> Set exercise 1
Using the excerpt on environmental claims, explain in one to three sentences why doing less on an environmental project may result in more liability.
> Set exercise 2
Continue the excerpt on environmental claims from the end of its last sentence.

> Excerpt
^^^^^^^^

Environmental Claims-Qualitatively Different

Several factors make environmental claims more dangerous than traditional construction claims.

Leveraged Liability: Liability for environmental projects is often disproportionate to the fees earned. Errors in small projects can result in large liabilities. Because liability is least when knowledge of the site is greatest, environmental projects, such as site assessments, can even have liability that is inversely proportionate to the fee. Doing less may result in more liability.

Third Party Liability: Environmental claims are often made by persons the engineer has never met. This broad range of invisible claimants-lenders, purchasers or bystanders-increase the probability and severity of claims.

Strict Statutory Liability: Negligence is the primary standard applicable to construction professionals. Environmental professionals, in contrast, can be subjected to strict statutory liability. CERCLA and similar statutes can impose liability on the faultless.

Evolving Technologies: Fast changing technologies assure that better methodologies will be developed. Unfortunately, today's decisions may get measured by tomorrow's knowledge.

Changing Social and Regulatory Environments: Even if technologies remained constant, the social and regulatory frameworks change. Creative claimants will contend their engineers should have anticipated likely developments.

Long Tailed Liability: Most construction claims occur soon after construction is completed. Statutes of limitation and repose further serve to shorten liability exposure. Environmental claims may lie dormant for many years. When they awake, culpable parties may have disappeared, insurance may have vanished, and legal standards may have changed. The asbestos crisis evidences the distress caused by latent liabilities.

^^^^^^^^

> Information supplied
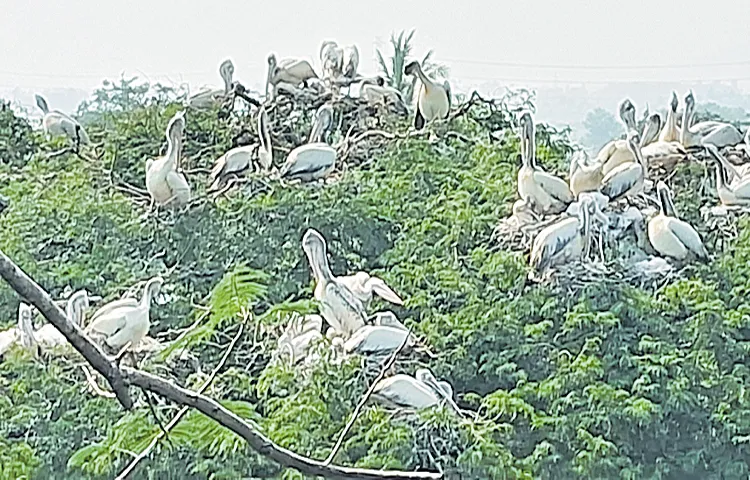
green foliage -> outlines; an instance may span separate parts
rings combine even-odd
[[[410,39],[395,41],[403,47]],[[165,277],[170,301],[152,307],[150,335],[179,340],[144,368],[198,388],[243,328],[206,394],[280,445],[325,458],[378,365],[336,360],[327,340],[302,369],[273,357],[291,313],[315,310],[300,247],[313,227],[328,240],[336,274],[372,271],[406,299],[394,311],[435,355],[420,350],[396,370],[429,366],[474,410],[459,418],[368,405],[336,463],[439,467],[451,478],[747,478],[747,219],[715,261],[658,290],[607,283],[571,294],[531,284],[524,255],[491,240],[516,195],[518,140],[510,130],[515,110],[529,106],[523,102],[513,110],[509,102],[480,105],[454,120],[450,130],[468,141],[395,140],[323,188],[240,188],[146,215],[144,202],[115,185],[143,185],[143,158],[162,148],[180,95],[132,80],[107,84],[80,109],[102,145],[99,160],[47,159],[31,132],[21,144],[33,156],[11,147],[22,160],[0,165],[7,179],[0,194],[12,200],[0,249],[53,296],[70,286],[110,299],[151,275]],[[189,111],[187,122],[195,167],[211,165],[254,128],[244,111],[228,118]],[[23,118],[3,116],[0,145],[16,145],[9,131],[30,130]],[[499,131],[506,135],[492,140]],[[567,133],[539,126],[546,170],[565,169]],[[681,166],[672,183],[681,215],[703,233],[704,195],[694,194],[707,188],[701,170]],[[205,177],[189,180],[200,195]],[[0,287],[2,328],[14,323],[18,301]],[[173,364],[183,351],[200,371]],[[145,397],[124,413],[88,393],[74,355],[35,360],[15,351],[0,364],[4,477],[111,478],[128,452],[158,434]],[[157,401],[155,410],[166,423],[177,408]],[[191,412],[133,478],[302,477]]]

^^^^^^^^

> Task response 1
Liability is least when knowledge of the site is greatest. Doing less on a project such as a site assessment leaves less knowledge of the site, so liability can even run inversely to the fee.

> Task response 2
Criminal and Personal Liability: Environmental statutes often contain provisions imposing personal and criminal liability. The dangers inherent in such claims complicate defense of environmental claims. Conflicts of interests abound, privileges disappear and defense costs skyrocket.

Liability of Environmental Professionals Under CERCLA

Engineering consultants face environmental liabilities imposed by contract terms and traditional tort law. While the liabilities arising under these theories can be severe, the legal basis for such claims does not differ from traditional principles applicable to construction claims. The liability faced by engineering consultants under environmental statutes, however, can be substantially broader than allowed under traditional theories.

CERCLA, discussed below, is the leading statutory liability program. It is a template followed by many states. Although other statutory programs may also apply, the potential CERCLA exposures demonstrate the breadth of statutory liability.

A CERCLA Primer

  • The essential elements of a CERCLA action are:
  • defendant is a "person" listed in CERCLA Section 107(a)(1-4);
  • a release(1) or threatened release of a hazardous substance occurred;
  • the release occurred at a "facility"(2) and
  • the plaintiff(3) incurred response costs consistent with the national contingency plan. (4)

CERCLA imposes strict(5), joint and several liability(6). Liability exists even if the engineer's conduct met the "standard of care." This broad liability standard, when combined with the expansive nature of environmental damages, drastically increases potential liability.

CERCLA defines four categories of responsible persons: owners, operators, arrangers and transporters(7). Few engineers will be facility owners, but they can inadvertently be operators, arrangers or transporters. Operators are persons who operated a facility at the time a disposal of hazardous wastes occurred(8). Arrangers are persons who by "contract, agreement or otherwise arranged for disposal or treatment, or arranged for transport for disposal or treatment of hazardous substances..."(9) Engineers, particularly engineers engaged in design/build remediations, fall within the broad sweep of CERCLA's arranger language.(10) Transporters are persons who accept hazardous substances for "transport to disposal or treatment facilities, incineration vessels or sites selected by such person..."(11) Inadvertent transportation liability can arise when hazardous material is moved within a project site or when a "transporter" is significantly involved in disposal site selection.

Application of CERCLA to Environmental Professionals

Ganton Technologies, Inc. v. Quadion Corporation (12) and City of North Miami, Fla. v. Berger, (13) reflect contrasting approaches to the liability of environmental engineers. These decisions also demonstrate the increased liability inherent in design/build and environmental construction management.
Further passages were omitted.